▶ _Work required_
Reproduce every one of the entries below verbatim, line by line, changing nothing.
## start Data for this exercise
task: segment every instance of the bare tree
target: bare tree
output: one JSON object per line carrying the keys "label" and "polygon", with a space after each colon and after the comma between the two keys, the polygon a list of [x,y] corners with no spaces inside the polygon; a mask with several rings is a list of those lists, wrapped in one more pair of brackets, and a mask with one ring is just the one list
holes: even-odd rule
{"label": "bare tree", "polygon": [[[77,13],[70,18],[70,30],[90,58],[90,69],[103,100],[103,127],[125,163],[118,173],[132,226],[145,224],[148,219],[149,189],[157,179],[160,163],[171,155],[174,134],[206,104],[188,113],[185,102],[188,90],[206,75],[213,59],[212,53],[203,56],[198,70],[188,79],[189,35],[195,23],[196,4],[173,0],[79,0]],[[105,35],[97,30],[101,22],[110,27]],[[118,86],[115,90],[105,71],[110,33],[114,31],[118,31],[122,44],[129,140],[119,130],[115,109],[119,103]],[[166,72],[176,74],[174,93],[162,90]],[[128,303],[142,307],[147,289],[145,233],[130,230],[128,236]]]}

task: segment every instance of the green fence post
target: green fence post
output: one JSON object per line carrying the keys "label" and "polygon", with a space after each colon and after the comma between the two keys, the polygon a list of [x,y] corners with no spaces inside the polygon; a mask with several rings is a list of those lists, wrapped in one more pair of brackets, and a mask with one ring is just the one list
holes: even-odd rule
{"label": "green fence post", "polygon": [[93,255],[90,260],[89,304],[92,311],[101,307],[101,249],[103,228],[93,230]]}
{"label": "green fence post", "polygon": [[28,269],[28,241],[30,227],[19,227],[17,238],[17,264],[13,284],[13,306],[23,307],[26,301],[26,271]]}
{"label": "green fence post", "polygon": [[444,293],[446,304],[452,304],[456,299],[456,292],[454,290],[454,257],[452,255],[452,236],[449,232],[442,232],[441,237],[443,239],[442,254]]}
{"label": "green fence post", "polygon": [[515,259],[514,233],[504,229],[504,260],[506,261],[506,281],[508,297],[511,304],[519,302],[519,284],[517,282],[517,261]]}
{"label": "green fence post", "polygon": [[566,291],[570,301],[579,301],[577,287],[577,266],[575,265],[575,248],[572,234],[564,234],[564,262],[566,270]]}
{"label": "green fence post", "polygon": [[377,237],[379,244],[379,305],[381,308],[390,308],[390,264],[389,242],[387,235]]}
## end Data for this exercise
▶ _Written response_
task: segment every instance of the bare tree
target: bare tree
output: one JSON object per line carrying the keys "label" and "polygon", with a space after each colon and after the comma between the two keys, the polygon a list of [x,y] corners with no spaces inside the polygon; a mask with several rings is a list of those lists, wrapped in one more pair of brackets, and a mask with one ring is just the one list
holes: even-odd rule
{"label": "bare tree", "polygon": [[[77,13],[70,18],[70,30],[90,58],[90,69],[103,100],[103,127],[125,163],[118,173],[132,226],[145,224],[148,219],[149,189],[157,179],[160,163],[171,155],[174,134],[206,104],[188,113],[185,102],[188,90],[206,75],[213,59],[212,53],[203,56],[198,70],[188,79],[189,35],[195,23],[196,4],[173,0],[79,0]],[[105,35],[97,30],[101,22],[110,27]],[[118,86],[115,90],[105,71],[110,33],[114,31],[118,31],[122,44],[129,140],[119,130],[115,109],[119,103]],[[166,72],[176,74],[174,93],[162,90]],[[128,303],[142,307],[147,289],[145,233],[130,230],[128,236]]]}

task: segment every instance of the green fence post
target: green fence post
output: one JSON object per line carrying the keys "label" and "polygon", with a space after each colon and after the comma between the two keys, the polygon a list of [x,y] corners with no spaces inside the polygon; a mask with several rings is a list of those lists, wrapped in one more pair of brackets, and a mask with one ring is just the one list
holes: even-odd rule
{"label": "green fence post", "polygon": [[93,255],[90,260],[89,304],[92,311],[101,307],[101,249],[103,228],[93,230]]}
{"label": "green fence post", "polygon": [[28,269],[28,241],[30,227],[19,227],[17,238],[17,264],[13,284],[13,306],[23,307],[26,301],[26,271]]}
{"label": "green fence post", "polygon": [[444,293],[446,304],[452,304],[456,299],[456,292],[454,290],[454,257],[452,255],[452,236],[449,232],[442,232],[441,237],[443,239],[442,254]]}
{"label": "green fence post", "polygon": [[515,259],[514,233],[504,229],[504,260],[506,261],[506,281],[508,297],[511,304],[519,302],[519,284],[517,282],[517,261]]}
{"label": "green fence post", "polygon": [[566,291],[570,301],[579,301],[577,287],[577,266],[575,265],[575,248],[572,234],[564,234],[564,262],[566,270]]}
{"label": "green fence post", "polygon": [[377,237],[379,244],[379,305],[381,308],[390,308],[390,264],[389,242],[387,235]]}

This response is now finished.